Qual a necessidade dessa dicotomia de colocar tudo na direita e na esquerda?
Pra se ter “cultura” preciso gostar de Marília Mendonça.? Marilia Mendonça faz parte da cultura Brasileira sim, mas não preciso gostar dela e fazer parte dessa cultura. Tive sim que procurar uma música dela e acho muito ruim. Sou melhor por isso ? Óbvio que não. Agora, a grande maioria tem letras muito pobres e musicalmente também é pobre. Pode ter algumas músicas que foge disso? Claro! Porém, a grande maioria é “sofrência” mesmo
Pra ver como essa esquerda é ridícula e destoante da realidade.
sertanejo, aquela porcaria financiada por ruralistas? Ouça à vontade
Uma perda irreparável para o “gritanejo”.

··········

### Enunciado 1
De acordo com o trecho do documento, por quem seria financiado o sertanejo?

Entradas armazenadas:
··········

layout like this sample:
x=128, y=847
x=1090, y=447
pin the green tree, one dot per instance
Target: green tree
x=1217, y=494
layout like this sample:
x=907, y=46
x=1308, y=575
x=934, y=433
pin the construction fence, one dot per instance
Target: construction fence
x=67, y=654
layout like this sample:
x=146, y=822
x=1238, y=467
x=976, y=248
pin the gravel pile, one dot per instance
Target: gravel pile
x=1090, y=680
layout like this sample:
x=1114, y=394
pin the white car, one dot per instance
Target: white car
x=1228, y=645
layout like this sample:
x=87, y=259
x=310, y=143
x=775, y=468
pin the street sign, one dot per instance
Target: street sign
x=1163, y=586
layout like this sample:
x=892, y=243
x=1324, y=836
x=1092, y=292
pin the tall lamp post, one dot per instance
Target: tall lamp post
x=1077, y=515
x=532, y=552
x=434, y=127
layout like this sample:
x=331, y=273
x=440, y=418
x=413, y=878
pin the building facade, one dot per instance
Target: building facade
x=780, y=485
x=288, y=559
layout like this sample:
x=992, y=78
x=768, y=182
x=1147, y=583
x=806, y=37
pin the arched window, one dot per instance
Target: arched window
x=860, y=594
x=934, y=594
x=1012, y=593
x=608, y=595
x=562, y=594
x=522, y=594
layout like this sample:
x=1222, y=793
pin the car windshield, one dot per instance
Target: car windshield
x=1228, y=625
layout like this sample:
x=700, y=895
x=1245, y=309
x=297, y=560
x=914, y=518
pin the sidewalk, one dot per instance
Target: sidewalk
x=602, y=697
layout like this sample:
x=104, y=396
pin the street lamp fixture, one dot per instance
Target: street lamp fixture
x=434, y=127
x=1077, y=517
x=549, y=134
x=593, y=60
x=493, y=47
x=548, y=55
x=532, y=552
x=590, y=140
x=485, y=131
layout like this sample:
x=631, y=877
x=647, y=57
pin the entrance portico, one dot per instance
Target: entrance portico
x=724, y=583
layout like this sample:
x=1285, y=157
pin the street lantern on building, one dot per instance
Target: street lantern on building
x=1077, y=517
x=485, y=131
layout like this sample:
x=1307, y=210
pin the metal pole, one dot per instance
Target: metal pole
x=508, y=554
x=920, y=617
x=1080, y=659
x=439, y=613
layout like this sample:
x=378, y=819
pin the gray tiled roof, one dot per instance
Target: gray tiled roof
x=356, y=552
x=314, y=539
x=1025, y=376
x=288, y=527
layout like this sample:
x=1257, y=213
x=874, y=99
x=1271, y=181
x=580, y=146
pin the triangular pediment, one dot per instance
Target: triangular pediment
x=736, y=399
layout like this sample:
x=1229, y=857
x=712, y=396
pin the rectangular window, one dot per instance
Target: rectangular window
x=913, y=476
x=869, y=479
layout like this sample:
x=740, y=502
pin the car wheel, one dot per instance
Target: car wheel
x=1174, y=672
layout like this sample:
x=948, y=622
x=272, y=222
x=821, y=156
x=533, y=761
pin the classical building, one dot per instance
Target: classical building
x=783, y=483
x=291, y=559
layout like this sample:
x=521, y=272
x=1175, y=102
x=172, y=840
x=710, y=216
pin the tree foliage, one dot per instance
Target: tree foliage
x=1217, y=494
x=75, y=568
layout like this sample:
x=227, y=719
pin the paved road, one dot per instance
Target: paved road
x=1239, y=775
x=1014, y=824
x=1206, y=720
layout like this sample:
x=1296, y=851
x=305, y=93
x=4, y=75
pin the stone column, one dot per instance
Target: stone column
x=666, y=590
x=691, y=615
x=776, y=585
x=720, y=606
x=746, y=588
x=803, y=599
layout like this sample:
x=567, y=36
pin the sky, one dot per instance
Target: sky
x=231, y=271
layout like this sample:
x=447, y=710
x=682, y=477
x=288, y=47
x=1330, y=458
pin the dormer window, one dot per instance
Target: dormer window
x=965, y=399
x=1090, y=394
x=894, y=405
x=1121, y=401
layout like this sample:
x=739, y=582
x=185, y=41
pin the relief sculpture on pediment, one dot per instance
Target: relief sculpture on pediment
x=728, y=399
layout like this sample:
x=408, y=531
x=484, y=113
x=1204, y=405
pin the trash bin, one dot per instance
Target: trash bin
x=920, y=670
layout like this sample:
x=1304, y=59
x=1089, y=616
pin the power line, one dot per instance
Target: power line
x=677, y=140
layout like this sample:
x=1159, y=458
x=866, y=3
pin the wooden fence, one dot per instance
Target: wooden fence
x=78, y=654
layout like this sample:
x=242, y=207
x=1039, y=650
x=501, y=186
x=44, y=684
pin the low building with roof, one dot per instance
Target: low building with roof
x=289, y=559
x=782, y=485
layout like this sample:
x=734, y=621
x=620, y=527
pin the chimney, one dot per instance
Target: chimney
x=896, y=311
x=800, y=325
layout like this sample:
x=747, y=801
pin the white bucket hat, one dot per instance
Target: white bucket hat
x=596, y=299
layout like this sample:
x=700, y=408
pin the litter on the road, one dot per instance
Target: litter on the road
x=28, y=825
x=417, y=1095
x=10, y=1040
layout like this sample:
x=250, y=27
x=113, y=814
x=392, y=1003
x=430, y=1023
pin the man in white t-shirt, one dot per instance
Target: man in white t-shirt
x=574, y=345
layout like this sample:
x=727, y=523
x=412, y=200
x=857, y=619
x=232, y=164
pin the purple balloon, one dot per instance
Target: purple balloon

··········

### Enunciado 2
Organize em uma tabela Markdown, com as colunas Nº e Linha, as linhas dos registros desde o início até a linha que contém "x=1228, y=645", inclusive, omitindo as linhas em branco.

### Solução escrita 1
Por ruralistas.

### Solução escrita 2
| Nº | Linha |
|---|---|
| 1 | layout like this sample: |
| 2 | x=128, y=847 |
| 3 | x=1090, y=447 |
| 4 | pin the green tree, one dot per instance |
| 5 | Target: green tree |
| 6 | x=1217, y=494 |
| 7 | layout like this sample: |
| 8 | x=907, y=46 |
| 9 | x=1308, y=575 |
| 10 | x=934, y=433 |
| 11 | pin the construction fence, one dot per instance |
| 12 | Target: construction fence |
| 13 | x=67, y=654 |
| 14 | layout like this sample: |
| 15 | x=146, y=822 |
| 16 | x=1238, y=467 |
| 17 | x=976, y=248 |
| 18 | pin the gravel pile, one dot per instance |
| 19 | Target: gravel pile |
| 20 | x=1090, y=680 |
| 21 | layout like this sample: |
| 22 | x=1114, y=394 |
| 23 | pin the white car, one dot per instance |
| 24 | Target: white car |
| 25 | x=1228, y=645 |